> _Directions for this task_: Nothing should be left out: repeat all the data exactly.

> _Information_:
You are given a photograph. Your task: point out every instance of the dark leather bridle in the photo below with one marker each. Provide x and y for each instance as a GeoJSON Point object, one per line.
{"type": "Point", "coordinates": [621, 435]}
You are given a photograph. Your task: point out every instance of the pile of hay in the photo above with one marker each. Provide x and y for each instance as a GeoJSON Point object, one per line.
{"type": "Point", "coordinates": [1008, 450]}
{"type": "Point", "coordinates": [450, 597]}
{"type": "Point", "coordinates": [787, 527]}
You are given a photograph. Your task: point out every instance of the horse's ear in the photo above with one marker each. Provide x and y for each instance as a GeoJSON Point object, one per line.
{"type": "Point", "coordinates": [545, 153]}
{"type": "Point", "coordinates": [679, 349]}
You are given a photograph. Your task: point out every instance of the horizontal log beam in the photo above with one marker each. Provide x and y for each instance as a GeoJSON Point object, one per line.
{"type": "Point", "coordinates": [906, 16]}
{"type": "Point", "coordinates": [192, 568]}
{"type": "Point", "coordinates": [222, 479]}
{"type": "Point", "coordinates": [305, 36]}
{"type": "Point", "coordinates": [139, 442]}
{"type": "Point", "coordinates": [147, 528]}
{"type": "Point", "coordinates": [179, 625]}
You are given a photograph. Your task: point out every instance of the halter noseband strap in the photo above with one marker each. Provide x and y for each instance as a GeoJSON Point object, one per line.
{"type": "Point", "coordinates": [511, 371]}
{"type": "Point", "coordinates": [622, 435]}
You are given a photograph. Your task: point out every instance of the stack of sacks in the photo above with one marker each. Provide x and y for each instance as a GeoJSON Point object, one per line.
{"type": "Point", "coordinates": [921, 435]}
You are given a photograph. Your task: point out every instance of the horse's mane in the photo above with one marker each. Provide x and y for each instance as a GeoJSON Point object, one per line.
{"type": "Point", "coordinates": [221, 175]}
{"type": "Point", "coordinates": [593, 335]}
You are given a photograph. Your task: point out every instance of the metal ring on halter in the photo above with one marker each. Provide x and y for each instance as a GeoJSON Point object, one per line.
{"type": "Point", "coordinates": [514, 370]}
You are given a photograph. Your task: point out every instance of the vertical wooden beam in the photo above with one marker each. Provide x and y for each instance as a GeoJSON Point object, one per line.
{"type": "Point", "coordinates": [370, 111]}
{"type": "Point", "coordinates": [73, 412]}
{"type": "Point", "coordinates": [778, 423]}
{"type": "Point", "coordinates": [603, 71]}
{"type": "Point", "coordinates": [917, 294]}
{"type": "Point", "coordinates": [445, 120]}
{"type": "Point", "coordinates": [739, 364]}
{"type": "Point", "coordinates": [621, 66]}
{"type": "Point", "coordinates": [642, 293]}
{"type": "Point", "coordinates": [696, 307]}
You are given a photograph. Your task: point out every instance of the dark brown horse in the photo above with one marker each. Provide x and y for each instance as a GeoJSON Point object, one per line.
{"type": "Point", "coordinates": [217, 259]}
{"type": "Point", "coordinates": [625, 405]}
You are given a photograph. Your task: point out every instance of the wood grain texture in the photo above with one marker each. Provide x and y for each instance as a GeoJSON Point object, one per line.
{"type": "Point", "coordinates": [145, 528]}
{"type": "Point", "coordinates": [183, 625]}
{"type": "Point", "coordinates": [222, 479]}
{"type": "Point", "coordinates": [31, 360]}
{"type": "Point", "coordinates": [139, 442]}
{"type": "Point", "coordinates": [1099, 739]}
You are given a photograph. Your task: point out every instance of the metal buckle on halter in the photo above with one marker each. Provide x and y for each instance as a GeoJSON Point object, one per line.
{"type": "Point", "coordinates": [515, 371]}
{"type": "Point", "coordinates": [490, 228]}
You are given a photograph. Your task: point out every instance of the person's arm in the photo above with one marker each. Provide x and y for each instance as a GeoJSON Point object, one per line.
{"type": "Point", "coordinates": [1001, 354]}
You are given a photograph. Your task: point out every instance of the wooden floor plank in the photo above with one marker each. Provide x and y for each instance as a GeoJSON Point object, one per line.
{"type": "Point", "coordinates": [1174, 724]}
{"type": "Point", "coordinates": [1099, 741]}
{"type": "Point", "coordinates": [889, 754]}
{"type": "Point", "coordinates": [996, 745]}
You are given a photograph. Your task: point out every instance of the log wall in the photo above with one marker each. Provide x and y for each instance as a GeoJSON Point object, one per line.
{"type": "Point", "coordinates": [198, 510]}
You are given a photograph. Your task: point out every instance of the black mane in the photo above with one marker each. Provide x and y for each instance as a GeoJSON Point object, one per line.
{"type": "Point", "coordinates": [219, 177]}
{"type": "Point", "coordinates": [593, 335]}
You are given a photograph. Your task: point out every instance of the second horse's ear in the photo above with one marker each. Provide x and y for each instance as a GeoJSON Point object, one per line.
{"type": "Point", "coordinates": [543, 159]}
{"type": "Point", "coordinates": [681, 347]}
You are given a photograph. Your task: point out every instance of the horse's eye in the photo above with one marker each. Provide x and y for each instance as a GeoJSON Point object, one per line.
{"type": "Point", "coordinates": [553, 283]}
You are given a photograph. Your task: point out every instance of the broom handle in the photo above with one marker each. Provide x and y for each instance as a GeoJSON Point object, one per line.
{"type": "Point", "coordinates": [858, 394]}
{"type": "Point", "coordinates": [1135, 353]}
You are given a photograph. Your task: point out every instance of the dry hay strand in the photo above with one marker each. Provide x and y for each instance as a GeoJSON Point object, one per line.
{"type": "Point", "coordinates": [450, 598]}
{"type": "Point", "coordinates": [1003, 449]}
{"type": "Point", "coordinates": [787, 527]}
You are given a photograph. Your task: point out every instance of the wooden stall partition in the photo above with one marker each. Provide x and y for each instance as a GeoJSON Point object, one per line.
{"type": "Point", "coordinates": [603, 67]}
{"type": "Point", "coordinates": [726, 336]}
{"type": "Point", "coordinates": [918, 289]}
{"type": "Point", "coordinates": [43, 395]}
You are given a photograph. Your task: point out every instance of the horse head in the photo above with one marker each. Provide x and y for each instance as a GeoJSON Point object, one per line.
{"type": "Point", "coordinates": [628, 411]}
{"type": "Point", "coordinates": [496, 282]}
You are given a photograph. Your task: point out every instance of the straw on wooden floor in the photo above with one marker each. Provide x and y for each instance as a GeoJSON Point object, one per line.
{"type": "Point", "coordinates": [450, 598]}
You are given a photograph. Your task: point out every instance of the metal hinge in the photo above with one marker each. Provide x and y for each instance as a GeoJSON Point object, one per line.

> _Solution_:
You are given a photograph. Your task: point out every instance of the dark leather bridle in the photo below with one marker each. Provide x and y for each instance as a GeoJSON Point object, one per line.
{"type": "Point", "coordinates": [621, 435]}
You are given a photograph. Your task: point out every instance of the pile of hay in the photo above with one marker each. Provide x and y for each instance as a GeoJSON Point object, one per line.
{"type": "Point", "coordinates": [1008, 450]}
{"type": "Point", "coordinates": [450, 597]}
{"type": "Point", "coordinates": [787, 527]}
You are given a photograph. Your task: point out every instance of the horse's ear in the photo above with one marker each. Provide x and y for each instance as a GeoJSON Point object, one per line.
{"type": "Point", "coordinates": [545, 153]}
{"type": "Point", "coordinates": [679, 349]}
You are given a photograph. Your task: point out every instance of the horizontal log beam in the photo above with one marker each. Provide x and y for each instance as a GeoJSON Point object, one per line.
{"type": "Point", "coordinates": [906, 16]}
{"type": "Point", "coordinates": [192, 568]}
{"type": "Point", "coordinates": [222, 479]}
{"type": "Point", "coordinates": [305, 36]}
{"type": "Point", "coordinates": [139, 442]}
{"type": "Point", "coordinates": [147, 528]}
{"type": "Point", "coordinates": [179, 625]}
You are given a photograph. Your task: point out every instance of the halter noseband strap in the photo above with one marker each. Provide x and y for each instance as a GeoJSON Point object, one per line.
{"type": "Point", "coordinates": [511, 371]}
{"type": "Point", "coordinates": [622, 435]}
You are given a photograph. Your task: point out every instance of the stack of sacks in the photo above with one marker each. Provide x and y for each instance as a GeoJSON Point object, one per line.
{"type": "Point", "coordinates": [921, 435]}
You are given a photograph. Your task: point out every instance of the horse's mane in the photo above with one marker each. Provide x and y for each instance as a GeoJSON Point object, one per line.
{"type": "Point", "coordinates": [221, 175]}
{"type": "Point", "coordinates": [593, 335]}
You are given a photograph. Your task: point out every instance of the metal ring on halter in the photo above with one marker each. Provide x and y for each instance as a GeoJSON Point object, one per line.
{"type": "Point", "coordinates": [514, 370]}
You are given a photograph. Your task: point out every instance of the vertical wooden beam in the photo above with one marker each. Provide x and y for each instance as a GeoJSON Point object, one per line.
{"type": "Point", "coordinates": [370, 111]}
{"type": "Point", "coordinates": [73, 412]}
{"type": "Point", "coordinates": [778, 423]}
{"type": "Point", "coordinates": [603, 71]}
{"type": "Point", "coordinates": [917, 294]}
{"type": "Point", "coordinates": [445, 120]}
{"type": "Point", "coordinates": [739, 364]}
{"type": "Point", "coordinates": [621, 66]}
{"type": "Point", "coordinates": [642, 293]}
{"type": "Point", "coordinates": [696, 307]}
You are given a photograph. Your task: point out every instance of the dark brown horse in the photo above with one marker each. Provide x and y for each instance as a GeoJSON Point object, one per line.
{"type": "Point", "coordinates": [217, 259]}
{"type": "Point", "coordinates": [625, 405]}
You are given a photograph. Your task: point out every instance of the wood grain texture in the photo above with one marker each. Provide x and y for each instance as a GeoJSON Point object, one per line.
{"type": "Point", "coordinates": [145, 528]}
{"type": "Point", "coordinates": [183, 625]}
{"type": "Point", "coordinates": [222, 479]}
{"type": "Point", "coordinates": [31, 360]}
{"type": "Point", "coordinates": [139, 442]}
{"type": "Point", "coordinates": [1099, 739]}
You are given a photograph. Your task: point out every instance of the metal buckle on halter in the photo above with one marker each. Provide x and y for each instance as a GeoJSON Point object, one per line.
{"type": "Point", "coordinates": [515, 371]}
{"type": "Point", "coordinates": [490, 228]}
You are given a photograph. Your task: point out every instance of the person's arm in the photo above with one marker each. Provide x and y for each instance as a GeoJSON Point object, one per line.
{"type": "Point", "coordinates": [1001, 354]}
You are given a photograph. Your task: point out every instance of the wooden floor plank in the photo above with one marker each. Provide x and y for each instance as a GeoJSON Point object, one per line.
{"type": "Point", "coordinates": [1174, 724]}
{"type": "Point", "coordinates": [1099, 741]}
{"type": "Point", "coordinates": [889, 754]}
{"type": "Point", "coordinates": [996, 745]}
You are given a photograph. Your task: point out every instance of the log wall in the photo above with one marker each. Provide x and y for each instance as a GeoJSON Point object, one per line.
{"type": "Point", "coordinates": [198, 510]}
You are given a photograph. Your task: point out every instance of the black mane in the photo above with one marker each. Provide x and y for each instance as a GeoJSON Point object, one per line.
{"type": "Point", "coordinates": [219, 177]}
{"type": "Point", "coordinates": [593, 335]}
You are given a photograph. Your task: point out every instance of the second horse's ear in the photo above with one marker each. Provide x and y for each instance as a GeoJSON Point object, one per line.
{"type": "Point", "coordinates": [543, 159]}
{"type": "Point", "coordinates": [681, 347]}
You are given a photograph. Your task: point out every instance of the horse's eye in the photo above with one marker each. Provide x and y for each instance as a GeoJSON Point object, one per line.
{"type": "Point", "coordinates": [553, 283]}
You are given a photograph. Your task: point out every instance of the broom handle in the photo above with one marker each. Provide x and y for each instance as a GeoJSON Point object, one per line.
{"type": "Point", "coordinates": [858, 394]}
{"type": "Point", "coordinates": [1135, 353]}
You are given a photograph. Your task: point out every instance of the dry hay strand in the photo above with one marker each. Provide x and y for each instance as a GeoJSON Point object, one per line.
{"type": "Point", "coordinates": [450, 598]}
{"type": "Point", "coordinates": [1003, 449]}
{"type": "Point", "coordinates": [787, 527]}
You are given a photograph. Your task: point out every instance of the wooden stall partition in the photo above with one marker each. Provide x and y for each instance as a GeoJSON Point object, one per line.
{"type": "Point", "coordinates": [603, 67]}
{"type": "Point", "coordinates": [726, 336]}
{"type": "Point", "coordinates": [918, 289]}
{"type": "Point", "coordinates": [43, 395]}
You are given a photograph. Your task: point out every instance of the horse head in the photo above with one marker each. Provide x and y for each instance as a GeoJSON Point object, one per line.
{"type": "Point", "coordinates": [628, 411]}
{"type": "Point", "coordinates": [496, 282]}
You are given a photograph. Your task: point out every instance of the straw on wooden floor in the photo above with one marker each. Provide x and y for each instance as a GeoJSON Point object, one per line.
{"type": "Point", "coordinates": [450, 598]}
You are given a photograph. Your task: point out every instance of the metal hinge in the photo above with one marker each. Provide x and y for each instance as a GeoJSON Point object, one per line.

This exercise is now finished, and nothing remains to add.